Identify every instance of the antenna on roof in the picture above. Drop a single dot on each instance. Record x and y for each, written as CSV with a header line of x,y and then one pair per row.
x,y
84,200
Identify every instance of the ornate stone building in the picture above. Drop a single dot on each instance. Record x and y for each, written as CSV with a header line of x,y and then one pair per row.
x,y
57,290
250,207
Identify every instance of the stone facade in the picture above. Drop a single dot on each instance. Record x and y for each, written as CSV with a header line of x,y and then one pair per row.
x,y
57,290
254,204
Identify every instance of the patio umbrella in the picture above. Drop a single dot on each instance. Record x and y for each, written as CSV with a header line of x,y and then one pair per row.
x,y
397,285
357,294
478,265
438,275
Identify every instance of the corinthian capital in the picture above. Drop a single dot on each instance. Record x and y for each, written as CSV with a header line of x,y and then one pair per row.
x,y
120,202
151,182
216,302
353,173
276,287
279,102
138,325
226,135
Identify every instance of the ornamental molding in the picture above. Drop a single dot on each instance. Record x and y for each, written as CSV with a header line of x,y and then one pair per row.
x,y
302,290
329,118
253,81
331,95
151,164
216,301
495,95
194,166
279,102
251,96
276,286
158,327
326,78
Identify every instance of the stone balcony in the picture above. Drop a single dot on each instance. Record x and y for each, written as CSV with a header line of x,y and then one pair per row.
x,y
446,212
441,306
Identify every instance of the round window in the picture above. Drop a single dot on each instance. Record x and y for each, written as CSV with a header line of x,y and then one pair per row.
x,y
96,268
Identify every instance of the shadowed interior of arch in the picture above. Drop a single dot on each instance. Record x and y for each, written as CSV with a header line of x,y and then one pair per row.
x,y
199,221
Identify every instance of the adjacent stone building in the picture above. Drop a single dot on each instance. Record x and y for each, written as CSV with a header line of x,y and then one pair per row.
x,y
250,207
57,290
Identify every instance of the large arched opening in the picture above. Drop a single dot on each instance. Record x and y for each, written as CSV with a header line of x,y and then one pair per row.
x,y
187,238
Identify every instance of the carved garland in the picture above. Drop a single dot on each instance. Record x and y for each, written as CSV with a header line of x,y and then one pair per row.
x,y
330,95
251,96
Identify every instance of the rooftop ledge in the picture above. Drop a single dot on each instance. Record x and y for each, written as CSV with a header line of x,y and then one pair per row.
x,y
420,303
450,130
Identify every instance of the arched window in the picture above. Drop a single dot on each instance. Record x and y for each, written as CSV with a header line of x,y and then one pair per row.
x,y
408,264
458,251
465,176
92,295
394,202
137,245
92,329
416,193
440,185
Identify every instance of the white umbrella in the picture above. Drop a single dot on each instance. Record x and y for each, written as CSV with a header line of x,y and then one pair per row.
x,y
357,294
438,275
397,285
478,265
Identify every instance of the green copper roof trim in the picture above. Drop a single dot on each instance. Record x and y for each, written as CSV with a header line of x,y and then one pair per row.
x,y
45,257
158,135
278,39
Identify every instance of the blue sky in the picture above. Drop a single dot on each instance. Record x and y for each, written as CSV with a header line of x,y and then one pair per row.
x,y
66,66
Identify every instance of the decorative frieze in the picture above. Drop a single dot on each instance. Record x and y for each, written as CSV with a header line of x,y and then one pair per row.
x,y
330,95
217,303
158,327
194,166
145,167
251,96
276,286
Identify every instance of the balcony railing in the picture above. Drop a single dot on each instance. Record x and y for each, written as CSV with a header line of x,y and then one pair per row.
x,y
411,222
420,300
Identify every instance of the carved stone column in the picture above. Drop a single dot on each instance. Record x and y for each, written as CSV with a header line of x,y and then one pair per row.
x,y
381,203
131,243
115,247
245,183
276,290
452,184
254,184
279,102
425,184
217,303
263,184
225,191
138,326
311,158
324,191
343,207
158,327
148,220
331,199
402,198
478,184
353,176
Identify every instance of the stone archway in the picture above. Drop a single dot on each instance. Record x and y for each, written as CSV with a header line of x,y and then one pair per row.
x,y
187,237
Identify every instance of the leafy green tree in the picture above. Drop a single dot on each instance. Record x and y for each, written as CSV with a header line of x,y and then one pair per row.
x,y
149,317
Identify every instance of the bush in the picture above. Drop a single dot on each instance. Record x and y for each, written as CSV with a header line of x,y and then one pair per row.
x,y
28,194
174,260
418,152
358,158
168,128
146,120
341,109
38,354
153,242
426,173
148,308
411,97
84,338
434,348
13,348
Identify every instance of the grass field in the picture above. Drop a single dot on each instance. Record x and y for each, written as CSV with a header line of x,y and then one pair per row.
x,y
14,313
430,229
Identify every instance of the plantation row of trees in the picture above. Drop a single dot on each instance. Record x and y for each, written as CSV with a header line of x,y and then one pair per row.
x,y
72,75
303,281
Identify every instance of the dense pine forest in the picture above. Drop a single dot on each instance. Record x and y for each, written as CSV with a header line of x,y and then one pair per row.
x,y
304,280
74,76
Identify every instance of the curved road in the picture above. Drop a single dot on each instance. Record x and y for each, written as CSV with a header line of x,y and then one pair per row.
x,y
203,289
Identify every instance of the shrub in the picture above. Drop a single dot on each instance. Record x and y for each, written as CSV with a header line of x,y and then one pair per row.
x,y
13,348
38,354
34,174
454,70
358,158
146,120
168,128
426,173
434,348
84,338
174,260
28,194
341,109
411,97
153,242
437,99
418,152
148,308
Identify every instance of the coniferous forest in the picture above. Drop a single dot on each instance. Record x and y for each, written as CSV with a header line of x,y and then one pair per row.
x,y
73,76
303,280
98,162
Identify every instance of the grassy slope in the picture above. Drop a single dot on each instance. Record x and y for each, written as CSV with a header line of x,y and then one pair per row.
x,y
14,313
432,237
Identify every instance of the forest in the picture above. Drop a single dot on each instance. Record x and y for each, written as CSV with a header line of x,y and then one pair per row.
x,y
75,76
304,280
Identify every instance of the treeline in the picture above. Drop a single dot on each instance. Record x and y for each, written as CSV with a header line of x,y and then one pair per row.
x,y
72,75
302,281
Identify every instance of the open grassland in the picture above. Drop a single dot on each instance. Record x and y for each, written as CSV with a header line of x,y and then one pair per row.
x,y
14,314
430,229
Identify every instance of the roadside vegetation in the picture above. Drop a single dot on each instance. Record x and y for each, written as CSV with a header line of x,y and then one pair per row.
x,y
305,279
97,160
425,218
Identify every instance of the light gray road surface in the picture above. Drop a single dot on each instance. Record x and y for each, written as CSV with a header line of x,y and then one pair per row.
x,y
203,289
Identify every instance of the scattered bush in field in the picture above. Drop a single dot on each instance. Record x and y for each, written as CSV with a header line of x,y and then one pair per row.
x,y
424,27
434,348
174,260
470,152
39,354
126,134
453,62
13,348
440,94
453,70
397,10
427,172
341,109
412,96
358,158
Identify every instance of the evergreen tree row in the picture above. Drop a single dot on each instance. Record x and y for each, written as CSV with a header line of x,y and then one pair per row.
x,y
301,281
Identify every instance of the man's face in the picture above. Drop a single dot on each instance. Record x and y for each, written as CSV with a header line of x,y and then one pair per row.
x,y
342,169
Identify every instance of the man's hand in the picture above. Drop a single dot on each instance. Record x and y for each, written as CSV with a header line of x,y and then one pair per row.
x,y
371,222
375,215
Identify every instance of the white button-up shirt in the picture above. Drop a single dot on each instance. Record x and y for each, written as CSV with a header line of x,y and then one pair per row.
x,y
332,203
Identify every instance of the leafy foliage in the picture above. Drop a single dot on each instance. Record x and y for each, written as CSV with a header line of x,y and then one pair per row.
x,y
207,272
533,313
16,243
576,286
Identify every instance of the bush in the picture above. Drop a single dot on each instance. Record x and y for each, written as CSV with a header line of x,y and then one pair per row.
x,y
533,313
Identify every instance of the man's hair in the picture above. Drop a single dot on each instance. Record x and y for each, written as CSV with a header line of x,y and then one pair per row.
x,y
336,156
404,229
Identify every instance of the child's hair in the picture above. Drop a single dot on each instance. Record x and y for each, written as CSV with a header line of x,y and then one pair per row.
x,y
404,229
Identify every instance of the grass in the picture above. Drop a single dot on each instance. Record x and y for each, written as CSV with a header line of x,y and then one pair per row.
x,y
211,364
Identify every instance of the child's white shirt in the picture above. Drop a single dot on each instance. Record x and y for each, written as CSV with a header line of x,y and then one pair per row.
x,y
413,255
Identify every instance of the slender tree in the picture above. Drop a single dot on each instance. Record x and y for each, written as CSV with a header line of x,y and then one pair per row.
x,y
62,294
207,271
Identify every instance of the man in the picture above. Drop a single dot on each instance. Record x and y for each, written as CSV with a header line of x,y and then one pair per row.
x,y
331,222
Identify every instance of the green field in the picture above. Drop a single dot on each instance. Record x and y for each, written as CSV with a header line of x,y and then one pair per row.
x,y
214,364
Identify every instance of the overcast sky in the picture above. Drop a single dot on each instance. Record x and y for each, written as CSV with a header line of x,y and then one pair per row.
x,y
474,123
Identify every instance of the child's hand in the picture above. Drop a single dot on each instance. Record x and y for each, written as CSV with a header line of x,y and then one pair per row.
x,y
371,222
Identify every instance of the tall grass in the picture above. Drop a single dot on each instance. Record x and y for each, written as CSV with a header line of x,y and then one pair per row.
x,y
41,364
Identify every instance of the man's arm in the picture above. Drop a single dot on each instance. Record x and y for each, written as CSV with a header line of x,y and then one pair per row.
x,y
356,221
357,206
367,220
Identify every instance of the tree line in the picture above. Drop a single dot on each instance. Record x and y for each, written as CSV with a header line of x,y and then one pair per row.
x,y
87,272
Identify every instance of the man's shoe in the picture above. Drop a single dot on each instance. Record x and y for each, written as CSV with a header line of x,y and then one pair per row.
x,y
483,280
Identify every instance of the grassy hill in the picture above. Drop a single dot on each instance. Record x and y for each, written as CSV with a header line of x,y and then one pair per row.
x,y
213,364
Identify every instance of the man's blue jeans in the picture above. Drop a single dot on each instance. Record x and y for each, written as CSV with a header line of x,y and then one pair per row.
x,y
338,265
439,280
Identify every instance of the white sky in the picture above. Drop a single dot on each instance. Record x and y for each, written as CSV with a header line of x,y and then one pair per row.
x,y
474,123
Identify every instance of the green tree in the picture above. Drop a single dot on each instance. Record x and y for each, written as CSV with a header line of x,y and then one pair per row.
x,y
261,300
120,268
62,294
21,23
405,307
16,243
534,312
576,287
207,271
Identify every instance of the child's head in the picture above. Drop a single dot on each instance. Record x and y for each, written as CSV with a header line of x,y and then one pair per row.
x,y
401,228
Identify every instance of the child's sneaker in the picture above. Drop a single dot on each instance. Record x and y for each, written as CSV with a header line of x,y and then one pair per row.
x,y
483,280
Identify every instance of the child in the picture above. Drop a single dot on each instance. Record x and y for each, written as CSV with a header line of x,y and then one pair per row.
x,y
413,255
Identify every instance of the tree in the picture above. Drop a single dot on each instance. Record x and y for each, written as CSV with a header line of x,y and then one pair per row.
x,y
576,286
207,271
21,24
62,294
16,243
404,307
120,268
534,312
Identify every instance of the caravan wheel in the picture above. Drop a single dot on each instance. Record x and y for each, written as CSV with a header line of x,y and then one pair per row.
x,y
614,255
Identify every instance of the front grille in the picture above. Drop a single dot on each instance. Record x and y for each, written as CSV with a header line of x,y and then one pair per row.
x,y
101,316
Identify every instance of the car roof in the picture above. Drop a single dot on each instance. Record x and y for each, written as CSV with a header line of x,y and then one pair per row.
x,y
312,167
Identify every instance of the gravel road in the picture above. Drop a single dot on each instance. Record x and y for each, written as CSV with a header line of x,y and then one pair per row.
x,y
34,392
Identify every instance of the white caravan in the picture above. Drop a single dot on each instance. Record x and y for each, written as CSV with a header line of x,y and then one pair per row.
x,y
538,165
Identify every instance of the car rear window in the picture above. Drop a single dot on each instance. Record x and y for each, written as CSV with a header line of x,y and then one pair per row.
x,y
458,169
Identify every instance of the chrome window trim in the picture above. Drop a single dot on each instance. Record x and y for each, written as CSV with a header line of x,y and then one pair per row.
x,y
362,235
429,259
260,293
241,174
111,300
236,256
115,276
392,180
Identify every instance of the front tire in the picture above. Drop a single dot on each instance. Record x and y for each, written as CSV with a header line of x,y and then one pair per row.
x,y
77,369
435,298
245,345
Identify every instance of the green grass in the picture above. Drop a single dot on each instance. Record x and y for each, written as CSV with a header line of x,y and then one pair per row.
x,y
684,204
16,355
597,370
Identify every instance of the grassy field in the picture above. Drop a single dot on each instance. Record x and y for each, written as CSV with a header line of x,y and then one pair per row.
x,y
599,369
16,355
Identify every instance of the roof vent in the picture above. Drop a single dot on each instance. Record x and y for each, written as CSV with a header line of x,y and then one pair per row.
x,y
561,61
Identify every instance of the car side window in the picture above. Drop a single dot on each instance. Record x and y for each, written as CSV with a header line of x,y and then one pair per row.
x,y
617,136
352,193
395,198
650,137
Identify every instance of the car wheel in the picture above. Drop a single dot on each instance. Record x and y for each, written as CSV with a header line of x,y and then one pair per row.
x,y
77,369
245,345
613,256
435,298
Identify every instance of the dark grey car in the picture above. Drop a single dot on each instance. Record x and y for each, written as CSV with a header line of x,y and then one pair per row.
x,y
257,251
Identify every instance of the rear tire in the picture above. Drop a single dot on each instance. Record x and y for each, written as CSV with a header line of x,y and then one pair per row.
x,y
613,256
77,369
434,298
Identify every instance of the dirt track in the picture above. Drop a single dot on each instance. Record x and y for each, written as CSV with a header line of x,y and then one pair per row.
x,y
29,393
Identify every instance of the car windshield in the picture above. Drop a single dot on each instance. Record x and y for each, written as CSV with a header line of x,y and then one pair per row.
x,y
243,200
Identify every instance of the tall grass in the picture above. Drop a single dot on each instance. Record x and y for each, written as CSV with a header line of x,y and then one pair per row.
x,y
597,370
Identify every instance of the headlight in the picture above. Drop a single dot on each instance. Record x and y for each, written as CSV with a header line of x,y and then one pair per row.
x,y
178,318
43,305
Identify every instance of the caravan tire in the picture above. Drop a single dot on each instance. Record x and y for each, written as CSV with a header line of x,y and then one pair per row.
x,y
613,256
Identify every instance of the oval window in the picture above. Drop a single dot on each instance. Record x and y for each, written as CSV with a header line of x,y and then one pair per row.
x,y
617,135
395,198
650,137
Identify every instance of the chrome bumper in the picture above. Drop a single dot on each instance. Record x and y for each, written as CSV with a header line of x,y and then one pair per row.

..........

◆ Work task: Please retype, exactly as written, every line from the line containing "Identify every instance of the oval" through the last line of the records above, including both of those lines, and nothing else.

◆ Worked solution:
Identify every instance of the oval window in the picture above. Drop a single dot on each instance. Record x and y for each, written as CSV with a header line of x,y and then one pair per row.
x,y
617,135
395,198
650,137
Identify every instance of the chrome bumper in the picture above. Drop a single dot on each instance. Record x and y for each, written as CSV with a header line of x,y and then one pair per row.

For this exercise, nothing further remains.